Your objective: Nothing but the pictures should be dropped when the records are transcribed word for word.
Top of Record set
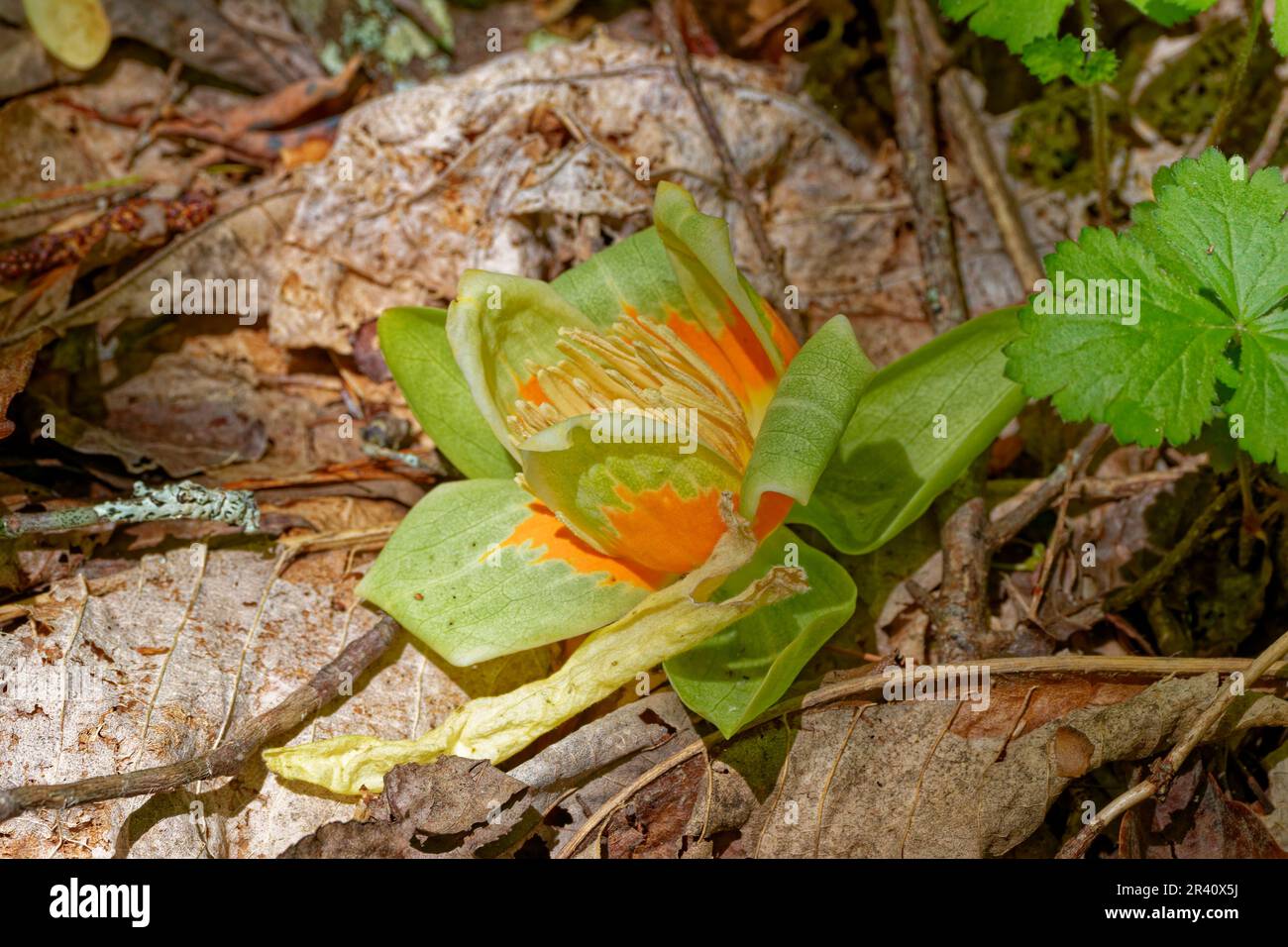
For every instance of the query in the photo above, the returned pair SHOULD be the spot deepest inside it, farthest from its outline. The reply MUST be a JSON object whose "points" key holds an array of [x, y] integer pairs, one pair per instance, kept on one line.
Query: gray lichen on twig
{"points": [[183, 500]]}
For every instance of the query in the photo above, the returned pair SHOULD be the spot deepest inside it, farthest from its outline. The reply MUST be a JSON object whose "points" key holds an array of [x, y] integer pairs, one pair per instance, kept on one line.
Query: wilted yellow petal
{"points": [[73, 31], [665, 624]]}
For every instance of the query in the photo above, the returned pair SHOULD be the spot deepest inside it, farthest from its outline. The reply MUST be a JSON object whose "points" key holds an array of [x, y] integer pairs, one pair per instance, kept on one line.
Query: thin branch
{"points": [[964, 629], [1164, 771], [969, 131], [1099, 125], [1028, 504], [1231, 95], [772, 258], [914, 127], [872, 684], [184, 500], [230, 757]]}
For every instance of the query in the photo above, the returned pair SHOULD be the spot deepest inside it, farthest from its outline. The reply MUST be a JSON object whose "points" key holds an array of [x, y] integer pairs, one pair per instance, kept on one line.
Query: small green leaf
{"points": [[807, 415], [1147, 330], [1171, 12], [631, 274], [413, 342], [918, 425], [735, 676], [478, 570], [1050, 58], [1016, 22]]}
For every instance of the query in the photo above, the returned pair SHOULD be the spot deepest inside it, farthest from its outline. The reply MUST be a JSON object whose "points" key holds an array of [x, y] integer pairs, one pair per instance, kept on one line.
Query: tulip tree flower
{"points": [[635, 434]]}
Bottom of Record set
Response box:
For every instance of the query in the photo above, the returned pair SHOULD be the spot deepest inside it, farthest from its outline. The reply MUST be a JSON object whose "points" key holds an array of [x, y] integer pairs, one pair per instance, kept on one line.
Query: gray lichen on twig
{"points": [[183, 500]]}
For every instance of the query in the photo above, the returned pair SHOULD be the spot deepest inside it, farthest from its outline. The reply MUST be a JSON object whose "points" key holds an array of [x, y] integer pairs, one pair per instance, kept on one line.
Query: wilted yellow petal
{"points": [[73, 31], [665, 624]]}
For every instance of the query in the photo above, the returned pair SHOULD be the spot deepest inside it, farthest from its outline. The reply MUST be a JSON object whose "points" key holds an array of [x, y] integer pairs, one pair per instance, kept on one line.
Query: thin branch
{"points": [[964, 629], [1164, 771], [969, 131], [1099, 125], [1028, 504], [1231, 95], [772, 258], [914, 127], [872, 684], [184, 500], [230, 757]]}
For every instance of the query in the photo above, the returned pair SHOULD be the spot deepest inside it, farthest from its outline. The reply MUST be a JSON object whose "points" key holds an array of [x, y] integer pairs, one pair per instance, kept on one line.
Query: small green leaf
{"points": [[807, 415], [1147, 330], [1171, 12], [631, 274], [413, 342], [918, 425], [735, 676], [478, 570], [1050, 58], [1016, 22]]}
For every instance of the query in the photo above, the returned pair SHOULD be the spot deepest inside it, farthest from its outline. The reply MUST be a JSON object whose "points" key holds an array of [x, y] integer pairs, one pair per instance, kept on one line.
Query: tulip tree flower
{"points": [[635, 434]]}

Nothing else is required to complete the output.